*Trecho selecionado:*
Tal complexa frase do filósofo prussiano se encaixa como uma luva nesta quarta temporada da série de televisão, em formato de antologia, True Detective, criada em 2014 por Nic Pizzolatto.

Antes de prosseguir, cabe dizer que o primeiro arco da série – produzida/exibida pela HBO e estrelada por Matthew McConaughey e Woody Harrelson – foi um tremendo sucesso, que ajudou a renovar os roteiros das tramas detetivescas, ao se situar em duas linhas temporais separadas por décadas e transitar na fronteira entre o realismo e o sobrenatural, além de contar com atuações de altíssimo nível.

A segunda temporada (2015) – protagonizada por Colin Farrell, Rachel McAdams e Taylor Kitsch – tentou, ao mesmo tempo, inovar e seguir a fórmula bem-sucedida do primeiro ano do programa, mas foi, evidentemente, a mais fraca de todas as temporadas, contando com alguns poucos momentos memoráveis, numa trama mais “pé no chão” e simultaneamente pouco atrativa.

A terceira temporada – estrelada soberanamente por Mahershala Ali, e a última sob a batuta do criador da série – só viria quatro anos depois (2019), mas o hiato fez bem à produção, servindo para a depuração do roteiro que, além de trazer uma história interessante, não teve medo de repetir certos elementos que funcionaram na saudosa primeira temporada, como a trama que atravessa décadas e algum leve apelo sobrenatural.

Eis então que, em janeiro de 2024, estreia a quarta temporada de True Detective, contando com a irretorquível Jodie Foster (sem pudor de mostrar as marcas de seu envelhecimento no rosto) no papel da chefe de polícia Liz Danvers, e a força da natureza chamada Kali Reis (cheia de tatoos e piercings originais), na pele da policial Evangeline Navarro, agora sob o roteiro e direção de Issa López.

Foto: Divulgação (Kali Reis, Jodie Foster e Issa López: as verdadeiras “garotas superpoderosas”!)

Além do tradicional mote de mortes misteriosas e passados conturbados, a quarta temporada de True Detective – ambientada no gélido e escuro inverno do extremo norte do Alasca, na fictícia cidade de Ennis – abraça de vez sua vertente sobrenatural – abusando de aparições fantasmagóricas e enigmas tétricos – e uma narrativa repleta de metáforas semióticas.

Sendo assim, a cidade de Ennis – assim como real cidade de Barrow – padece de quase dois meses de noite ininterrupta, abarcada por um frio absurdo (até -50 ºC) e inesperadas tempestades de neve.

Foto: Divulgação (isso é o que se pode chamar de uma “manhã gloriosa”!)

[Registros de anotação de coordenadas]
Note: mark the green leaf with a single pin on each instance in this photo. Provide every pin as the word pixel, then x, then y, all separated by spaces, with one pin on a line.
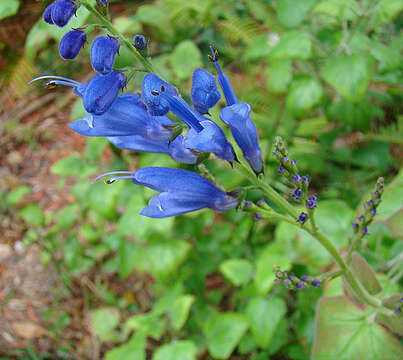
pixel 185 58
pixel 103 323
pixel 280 75
pixel 303 95
pixel 223 332
pixel 8 8
pixel 349 75
pixel 164 257
pixel 340 9
pixel 272 254
pixel 365 274
pixel 238 271
pixel 344 331
pixel 70 165
pixel 148 323
pixel 15 196
pixel 388 9
pixel 179 311
pixel 291 13
pixel 32 214
pixel 292 45
pixel 182 349
pixel 264 316
pixel 134 349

*Descrição da tarefa:* Por favor, liste todos os atores e atrizes que o trecho sobre True Detective cita como estrelas ou protagonistas de alguma temporada da série. Baseie-se somente no trecho sobre True Detective.

*Resposta:*
- Matthew McConaughey
- Woody Harrelson
- Colin Farrell
- Rachel McAdams
- Taylor Kitsch
- Mahershala Ali
- Jodie Foster
- Kali Reis